▶ Soru seti:
1. Adana'daki Kızıldere anmasına dair haberde anma neyle başladı?
2. Adana'daki Kızıldere anmasına dair haberde "Adana'da düzenlenen Kızıldere" sözlerinden aşağıya, "katılımı ile gerçekleştirdi." sözlerine kadar her şeyi birebir kopyalayın.

▶ Belge kesiti:
26 Eylül 2024 Perşembe

Adana'da On'lar anıldı

Adana'da düzenlenen Kızıldere anmasında, "Düşenlerin izinden mücadelemiz sürüyor" mesajı verildi.

30 Mart kızıl dere katliamının 51. Yıl dönümünde, Adana'da, BMG, SYKP, Halkevleri, Kaldıraç, Akdeniz Kültür ve Sanat Derneği ve TİP'in katılımı ile gerçekleştirdi.

Saygı duruşu ile başlayan anma, kızıl dere katliamını konu alan konuşmalar, sinevizyon ve Sowf Işşems müzik grubunun dinletisiyle son buldu. Söz alan Akdeniz Kültür ve Sanat derneğinden Zehra Aydın yaptı.

Aydın, "Emperyalizmin emriyle iktidardaki işbirlikçilerin devrimci-yurtsever avına çıktığı, devrimin önder kadrolarından Deniz Gezmiş, Yusuf Aslan ve Hüseyin İnan'ın katline ferman yazıldığı günlerde dünya tarihine geçen bir büyük ve erdemli eylemin kararı alınmıştır. Bugün artık nerdeyse ezbere bilinen tarihsel süreçten ziyade, dönem koşullarına genel bir bakış yapmak gerekirse, 

dönemin ana akım sosyalist anlayışının ülke ve dünyadaki gelişmeleri doğru okuyamadığı noktada, devrimci gençliğin öz bilinci ve emeğinin ürünü olan Fikir Kulüpleri Federasyonu, DEV-GENÇ'e dönüştü" dedi.

Bir ayağı topraksız ve az topraklı köylülerin hak arama mücadelesini yükseltirken, bir ayağı Filistin'de enternasyonalizmi örgütlediği kaydeden "Bir ayağı işçi sınıfının içerisinde iken bir ayağı antiemperyalist mücadeleyi büyütüyordu. Akarsular birleşip büyük bir sele dönüşürken işte tam bu günlerde işçi sınıfının ülkeyi sarsan ayaklanmasına tanık oldu tüm dünya 15-16 Haziran büyük işçi direnişi… Adeta bir ihtilal provasını andıran bu iki destansı günde devrimci gençliğin yolu işçi sınıfının yolu ile bir daha ayrılmamak üzere buluştu... Egemenler için tehlike çanları çalmaya başlamıştı" ifadelerini kullandı.

▶ Toplanan malzeme:
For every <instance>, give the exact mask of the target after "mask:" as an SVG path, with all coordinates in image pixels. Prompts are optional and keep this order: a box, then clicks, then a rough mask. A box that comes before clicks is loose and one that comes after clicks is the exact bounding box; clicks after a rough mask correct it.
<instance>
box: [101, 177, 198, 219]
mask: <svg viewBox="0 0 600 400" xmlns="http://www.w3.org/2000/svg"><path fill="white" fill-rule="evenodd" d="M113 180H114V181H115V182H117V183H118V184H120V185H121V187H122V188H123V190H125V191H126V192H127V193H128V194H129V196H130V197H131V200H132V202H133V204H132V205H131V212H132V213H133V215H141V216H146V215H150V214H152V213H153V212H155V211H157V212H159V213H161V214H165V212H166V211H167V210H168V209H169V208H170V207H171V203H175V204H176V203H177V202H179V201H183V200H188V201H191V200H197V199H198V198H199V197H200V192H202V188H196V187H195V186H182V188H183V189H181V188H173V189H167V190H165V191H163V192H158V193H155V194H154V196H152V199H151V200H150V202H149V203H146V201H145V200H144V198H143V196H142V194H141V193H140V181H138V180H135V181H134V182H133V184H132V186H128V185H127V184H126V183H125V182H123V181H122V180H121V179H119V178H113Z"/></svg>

▶ Alıştırmanın cevapları:
1. Anma saygı duruşuyla başladı.

2.
Adana'da düzenlenen Kızıldere anmasında, "Düşenlerin izinden mücadelemiz sürüyor" mesajı verildi.

30 Mart kızıl dere katliamının 51. Yıl dönümünde, Adana'da, BMG, SYKP, Halkevleri, Kaldıraç, Akdeniz Kültür ve Sanat Derneği ve TİP'in katılımı ile gerçekleştirdi.